Texte source:
L'Etat veut contrôler davantage les écoles hors contrat et la scolarisation à domicile 

"Neutre", "dissuasif pour les ennemis des libertés républicaines", "sécurisant pour les familles", "permettant le dialogue"... Le nouveau régime prévu pour les écoles hors contrat et l'enseignement à domicile serait, à en croire la ministre qui l'a présenté le 9 juin, un vrai enrichissement des libertés publiques. Pourtant  les textes annoncés renforcent la périodicité et la force des contrôles administratifs sur les écoles privées hors contrat  et sur l'instruction à domicile. Ils mettront en place un régime d'autorisation d'ouverture pour les écoles hors contrat. Pour N Vallaud-Belkacem c'est nécessaire pour assurer le respect du droit à l'éducation qu'elle veut concilier avec la liberté de l'enseignement dans un nouvel équilibre.

Lignes de données:

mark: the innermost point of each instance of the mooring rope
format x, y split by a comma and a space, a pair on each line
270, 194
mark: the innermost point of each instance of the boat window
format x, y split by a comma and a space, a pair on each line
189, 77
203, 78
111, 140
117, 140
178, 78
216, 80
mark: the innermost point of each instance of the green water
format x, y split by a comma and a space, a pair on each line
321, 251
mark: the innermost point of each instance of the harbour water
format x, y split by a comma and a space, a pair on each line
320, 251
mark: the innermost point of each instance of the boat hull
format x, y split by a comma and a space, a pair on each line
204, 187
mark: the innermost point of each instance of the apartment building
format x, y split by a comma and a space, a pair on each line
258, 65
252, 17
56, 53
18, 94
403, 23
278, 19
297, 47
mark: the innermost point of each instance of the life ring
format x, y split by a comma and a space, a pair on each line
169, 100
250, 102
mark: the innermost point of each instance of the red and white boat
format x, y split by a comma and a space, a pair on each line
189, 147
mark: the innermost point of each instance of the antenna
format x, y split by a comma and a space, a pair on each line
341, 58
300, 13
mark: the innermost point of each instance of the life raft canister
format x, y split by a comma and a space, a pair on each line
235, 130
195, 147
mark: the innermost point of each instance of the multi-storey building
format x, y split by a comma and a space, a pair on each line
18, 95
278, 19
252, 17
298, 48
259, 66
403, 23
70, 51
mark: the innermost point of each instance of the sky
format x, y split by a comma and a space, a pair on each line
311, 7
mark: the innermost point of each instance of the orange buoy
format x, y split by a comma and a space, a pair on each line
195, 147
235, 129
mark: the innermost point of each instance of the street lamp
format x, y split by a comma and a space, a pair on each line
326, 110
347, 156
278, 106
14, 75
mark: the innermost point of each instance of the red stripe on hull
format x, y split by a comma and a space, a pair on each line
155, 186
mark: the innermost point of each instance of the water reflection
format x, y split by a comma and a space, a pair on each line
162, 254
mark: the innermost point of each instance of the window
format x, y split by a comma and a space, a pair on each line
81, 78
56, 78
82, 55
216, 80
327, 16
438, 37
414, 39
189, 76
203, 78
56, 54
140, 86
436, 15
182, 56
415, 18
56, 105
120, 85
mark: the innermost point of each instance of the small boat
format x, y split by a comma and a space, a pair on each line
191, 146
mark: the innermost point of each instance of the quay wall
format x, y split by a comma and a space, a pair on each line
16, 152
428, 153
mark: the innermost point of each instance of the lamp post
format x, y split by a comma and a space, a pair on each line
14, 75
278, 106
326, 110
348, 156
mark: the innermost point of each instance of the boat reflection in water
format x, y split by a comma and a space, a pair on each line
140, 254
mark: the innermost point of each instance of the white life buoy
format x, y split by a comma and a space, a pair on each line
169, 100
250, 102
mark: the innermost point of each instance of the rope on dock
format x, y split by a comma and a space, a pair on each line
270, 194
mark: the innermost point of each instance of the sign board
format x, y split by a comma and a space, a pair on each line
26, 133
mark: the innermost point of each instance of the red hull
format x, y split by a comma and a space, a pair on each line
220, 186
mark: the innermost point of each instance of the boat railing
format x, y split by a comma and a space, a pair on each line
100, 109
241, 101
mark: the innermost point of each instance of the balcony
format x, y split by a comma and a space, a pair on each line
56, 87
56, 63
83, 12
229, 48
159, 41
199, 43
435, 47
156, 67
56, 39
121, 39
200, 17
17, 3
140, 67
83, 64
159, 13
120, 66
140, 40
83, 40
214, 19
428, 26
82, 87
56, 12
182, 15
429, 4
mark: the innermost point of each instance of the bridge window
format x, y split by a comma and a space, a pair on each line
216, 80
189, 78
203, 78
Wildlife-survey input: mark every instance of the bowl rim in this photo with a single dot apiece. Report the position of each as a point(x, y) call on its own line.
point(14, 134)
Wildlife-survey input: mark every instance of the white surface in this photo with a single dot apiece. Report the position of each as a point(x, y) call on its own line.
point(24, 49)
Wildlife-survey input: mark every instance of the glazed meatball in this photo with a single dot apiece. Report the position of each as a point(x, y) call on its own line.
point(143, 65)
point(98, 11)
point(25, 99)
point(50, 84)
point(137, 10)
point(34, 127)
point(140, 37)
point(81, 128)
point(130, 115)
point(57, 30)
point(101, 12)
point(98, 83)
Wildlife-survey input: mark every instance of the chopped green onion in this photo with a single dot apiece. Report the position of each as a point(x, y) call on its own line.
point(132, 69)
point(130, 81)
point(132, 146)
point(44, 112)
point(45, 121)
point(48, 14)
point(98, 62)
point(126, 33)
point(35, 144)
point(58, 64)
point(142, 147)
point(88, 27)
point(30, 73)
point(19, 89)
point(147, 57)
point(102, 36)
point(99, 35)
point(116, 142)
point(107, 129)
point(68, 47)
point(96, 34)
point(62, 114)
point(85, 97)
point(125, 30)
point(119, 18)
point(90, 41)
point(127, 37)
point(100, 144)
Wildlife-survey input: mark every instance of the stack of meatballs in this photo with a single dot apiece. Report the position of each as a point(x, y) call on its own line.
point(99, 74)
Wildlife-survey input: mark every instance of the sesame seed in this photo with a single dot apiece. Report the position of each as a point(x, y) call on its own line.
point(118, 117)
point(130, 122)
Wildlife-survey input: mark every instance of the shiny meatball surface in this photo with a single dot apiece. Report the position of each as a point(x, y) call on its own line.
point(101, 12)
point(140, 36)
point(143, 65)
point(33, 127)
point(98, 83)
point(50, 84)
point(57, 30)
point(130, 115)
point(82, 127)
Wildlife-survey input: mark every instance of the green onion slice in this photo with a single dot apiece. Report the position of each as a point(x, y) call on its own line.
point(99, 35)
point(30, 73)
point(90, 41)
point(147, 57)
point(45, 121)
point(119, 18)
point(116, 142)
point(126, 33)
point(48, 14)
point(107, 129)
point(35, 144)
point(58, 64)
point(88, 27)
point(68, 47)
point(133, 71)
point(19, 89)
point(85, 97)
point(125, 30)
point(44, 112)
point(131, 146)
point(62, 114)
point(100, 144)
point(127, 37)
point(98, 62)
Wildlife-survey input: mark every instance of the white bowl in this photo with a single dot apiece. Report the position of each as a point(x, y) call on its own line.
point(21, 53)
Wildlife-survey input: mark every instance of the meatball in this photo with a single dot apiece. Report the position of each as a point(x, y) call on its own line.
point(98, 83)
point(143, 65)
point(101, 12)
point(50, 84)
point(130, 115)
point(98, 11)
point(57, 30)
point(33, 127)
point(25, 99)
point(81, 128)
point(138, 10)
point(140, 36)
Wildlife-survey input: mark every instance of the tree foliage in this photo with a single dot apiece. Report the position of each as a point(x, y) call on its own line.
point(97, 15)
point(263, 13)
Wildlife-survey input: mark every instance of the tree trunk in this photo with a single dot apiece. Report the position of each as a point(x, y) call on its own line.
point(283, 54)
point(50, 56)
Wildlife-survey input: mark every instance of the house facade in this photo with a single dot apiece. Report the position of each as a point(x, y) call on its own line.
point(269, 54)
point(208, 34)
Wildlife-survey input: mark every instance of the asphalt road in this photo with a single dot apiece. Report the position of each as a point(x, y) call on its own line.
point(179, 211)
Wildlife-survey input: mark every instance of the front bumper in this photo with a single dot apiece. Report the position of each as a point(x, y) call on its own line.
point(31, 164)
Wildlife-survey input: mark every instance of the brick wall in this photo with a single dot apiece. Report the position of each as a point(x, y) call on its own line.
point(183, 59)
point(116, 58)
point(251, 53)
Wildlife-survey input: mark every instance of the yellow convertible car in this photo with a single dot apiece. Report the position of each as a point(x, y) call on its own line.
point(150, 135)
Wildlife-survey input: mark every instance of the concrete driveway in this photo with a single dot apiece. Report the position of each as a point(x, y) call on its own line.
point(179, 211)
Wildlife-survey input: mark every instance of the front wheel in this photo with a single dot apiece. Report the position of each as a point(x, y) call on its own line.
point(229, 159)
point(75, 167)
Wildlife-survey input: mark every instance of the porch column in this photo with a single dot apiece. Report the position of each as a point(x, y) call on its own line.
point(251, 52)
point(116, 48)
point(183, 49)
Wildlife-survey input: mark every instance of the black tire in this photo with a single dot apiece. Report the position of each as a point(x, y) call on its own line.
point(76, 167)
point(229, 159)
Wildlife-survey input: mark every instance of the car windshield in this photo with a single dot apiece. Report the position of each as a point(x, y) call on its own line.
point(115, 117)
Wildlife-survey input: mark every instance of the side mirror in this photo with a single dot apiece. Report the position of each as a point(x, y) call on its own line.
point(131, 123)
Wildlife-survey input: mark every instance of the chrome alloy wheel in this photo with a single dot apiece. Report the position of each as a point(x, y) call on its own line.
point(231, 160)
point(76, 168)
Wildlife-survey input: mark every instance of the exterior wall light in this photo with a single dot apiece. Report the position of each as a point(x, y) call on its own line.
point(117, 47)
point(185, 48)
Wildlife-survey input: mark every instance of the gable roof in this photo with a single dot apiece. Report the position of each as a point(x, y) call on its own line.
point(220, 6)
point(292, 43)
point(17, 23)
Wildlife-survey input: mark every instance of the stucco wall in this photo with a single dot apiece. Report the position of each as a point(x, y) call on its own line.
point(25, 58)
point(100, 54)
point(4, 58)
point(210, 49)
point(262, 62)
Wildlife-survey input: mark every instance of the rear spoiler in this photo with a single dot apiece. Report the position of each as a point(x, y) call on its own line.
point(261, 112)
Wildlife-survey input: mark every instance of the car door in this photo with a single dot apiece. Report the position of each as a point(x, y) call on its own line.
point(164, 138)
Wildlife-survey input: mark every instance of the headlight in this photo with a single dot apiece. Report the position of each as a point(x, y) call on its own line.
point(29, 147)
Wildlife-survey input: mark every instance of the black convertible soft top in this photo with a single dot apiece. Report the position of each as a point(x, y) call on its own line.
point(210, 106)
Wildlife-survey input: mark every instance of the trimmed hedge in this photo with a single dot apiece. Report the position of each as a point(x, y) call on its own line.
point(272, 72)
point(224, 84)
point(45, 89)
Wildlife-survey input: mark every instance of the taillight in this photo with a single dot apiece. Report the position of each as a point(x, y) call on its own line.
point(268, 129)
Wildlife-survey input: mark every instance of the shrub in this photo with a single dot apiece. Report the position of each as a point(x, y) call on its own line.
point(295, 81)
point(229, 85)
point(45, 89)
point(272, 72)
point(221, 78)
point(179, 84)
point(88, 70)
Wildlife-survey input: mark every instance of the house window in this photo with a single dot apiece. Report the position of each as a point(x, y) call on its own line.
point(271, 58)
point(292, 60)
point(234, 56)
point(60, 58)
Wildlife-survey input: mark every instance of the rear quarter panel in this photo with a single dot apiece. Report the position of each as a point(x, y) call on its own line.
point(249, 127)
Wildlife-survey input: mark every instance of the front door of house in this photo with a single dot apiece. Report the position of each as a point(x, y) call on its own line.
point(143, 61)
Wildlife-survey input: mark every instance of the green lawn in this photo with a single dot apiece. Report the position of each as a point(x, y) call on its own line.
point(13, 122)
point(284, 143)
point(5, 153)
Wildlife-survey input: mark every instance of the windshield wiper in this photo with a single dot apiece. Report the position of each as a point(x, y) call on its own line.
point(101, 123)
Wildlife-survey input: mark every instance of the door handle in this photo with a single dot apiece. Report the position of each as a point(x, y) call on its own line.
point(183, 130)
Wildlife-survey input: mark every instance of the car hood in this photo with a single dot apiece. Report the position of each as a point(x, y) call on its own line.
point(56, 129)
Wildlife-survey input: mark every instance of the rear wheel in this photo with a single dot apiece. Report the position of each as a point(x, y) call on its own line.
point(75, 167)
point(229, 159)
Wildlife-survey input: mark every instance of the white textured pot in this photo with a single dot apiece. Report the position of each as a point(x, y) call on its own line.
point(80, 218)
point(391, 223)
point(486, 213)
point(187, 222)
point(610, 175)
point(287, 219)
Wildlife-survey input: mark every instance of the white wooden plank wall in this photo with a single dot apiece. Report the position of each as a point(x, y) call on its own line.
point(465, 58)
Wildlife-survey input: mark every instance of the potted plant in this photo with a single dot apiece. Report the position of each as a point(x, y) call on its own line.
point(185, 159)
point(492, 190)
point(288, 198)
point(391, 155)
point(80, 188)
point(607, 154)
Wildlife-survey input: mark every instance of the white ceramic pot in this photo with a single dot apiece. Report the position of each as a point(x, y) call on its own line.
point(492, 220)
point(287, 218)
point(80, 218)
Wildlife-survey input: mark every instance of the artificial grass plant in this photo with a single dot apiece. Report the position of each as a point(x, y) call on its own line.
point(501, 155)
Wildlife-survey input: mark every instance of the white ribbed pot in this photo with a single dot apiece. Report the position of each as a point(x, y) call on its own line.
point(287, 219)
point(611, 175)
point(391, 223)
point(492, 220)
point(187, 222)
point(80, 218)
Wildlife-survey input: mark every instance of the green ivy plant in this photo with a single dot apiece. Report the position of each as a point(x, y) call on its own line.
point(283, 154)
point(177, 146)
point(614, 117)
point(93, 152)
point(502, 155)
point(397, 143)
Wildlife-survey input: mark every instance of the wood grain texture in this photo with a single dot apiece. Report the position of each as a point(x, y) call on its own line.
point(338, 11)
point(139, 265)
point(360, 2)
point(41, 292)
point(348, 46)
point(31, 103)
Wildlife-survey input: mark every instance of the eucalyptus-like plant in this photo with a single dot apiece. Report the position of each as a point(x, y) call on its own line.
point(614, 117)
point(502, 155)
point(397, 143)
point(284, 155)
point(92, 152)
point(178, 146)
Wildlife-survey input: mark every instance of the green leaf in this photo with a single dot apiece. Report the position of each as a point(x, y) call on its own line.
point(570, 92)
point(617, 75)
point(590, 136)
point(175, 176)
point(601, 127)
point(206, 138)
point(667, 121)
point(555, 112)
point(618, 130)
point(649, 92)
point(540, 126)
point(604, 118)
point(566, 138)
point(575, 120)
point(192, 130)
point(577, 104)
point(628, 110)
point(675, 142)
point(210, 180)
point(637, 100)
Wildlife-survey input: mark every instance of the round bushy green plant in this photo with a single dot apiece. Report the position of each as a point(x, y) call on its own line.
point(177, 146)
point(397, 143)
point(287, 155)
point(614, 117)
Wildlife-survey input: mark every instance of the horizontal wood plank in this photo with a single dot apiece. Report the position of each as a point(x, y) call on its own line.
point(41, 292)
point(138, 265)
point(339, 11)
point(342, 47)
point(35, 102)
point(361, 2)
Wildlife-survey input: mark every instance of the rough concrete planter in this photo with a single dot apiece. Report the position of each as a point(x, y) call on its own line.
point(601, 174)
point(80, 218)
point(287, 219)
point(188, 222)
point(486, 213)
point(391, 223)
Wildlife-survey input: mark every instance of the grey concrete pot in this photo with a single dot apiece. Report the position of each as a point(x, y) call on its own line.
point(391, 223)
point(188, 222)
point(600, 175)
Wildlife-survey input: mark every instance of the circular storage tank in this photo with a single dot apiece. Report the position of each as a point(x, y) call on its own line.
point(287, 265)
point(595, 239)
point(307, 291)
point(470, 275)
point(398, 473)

Exercices:
A. Répondez à ces questions sur l'article consacré aux écoles hors contrat :
(i) À quelle date la ministre a-t-elle présenté le nouveau régime ?
(ii) Quel régime les textes annoncés mettront-ils en place pour les écoles hors contrat ?
(iii) Avec quelle liberté la ministre veut-elle concilier le droit à l'éducation ?
B. Poursuivez l'article sur les écoles hors contrat et l'instruction à domicile après sa dernière phrase.
Les lignes de données forment un ensemble à part, sans rapport avec le texte.

Réponses:
A.
(i) Le 9 juin.
(ii) Un régime d'autorisation d'ouverture.
(iii) La liberté de l'enseignement.

B.
"La liberté de l'enseignement est protégée par la constitution et demeurera", promet N Vallaud Belkacem le 9 juin en présentant les textes qui vont modifier le régime d'ouverture des écoles hors contrat et celui de l'instruction à domicile. Pourtant il sera plus difficile d'ouvrir une école hors contrat et d'instruire soi même ses enfants à la maison. Sans aller aussi loin que la proposition de loi d'Eric Ciotti (Les Républicains) qui soumet l'ouverture d'une école et l'instruction à domicile à l'autorisation de l'inspecteur d'académie, les textes présentés par N Vallaud Belkacem le 9 juin vont bien dans le sens d'une réduction de la liberté de l'enseignement et des droits des parents. Ils tentent de déplacer un équilibre ancien , suscitant dès maintenant des oppositions.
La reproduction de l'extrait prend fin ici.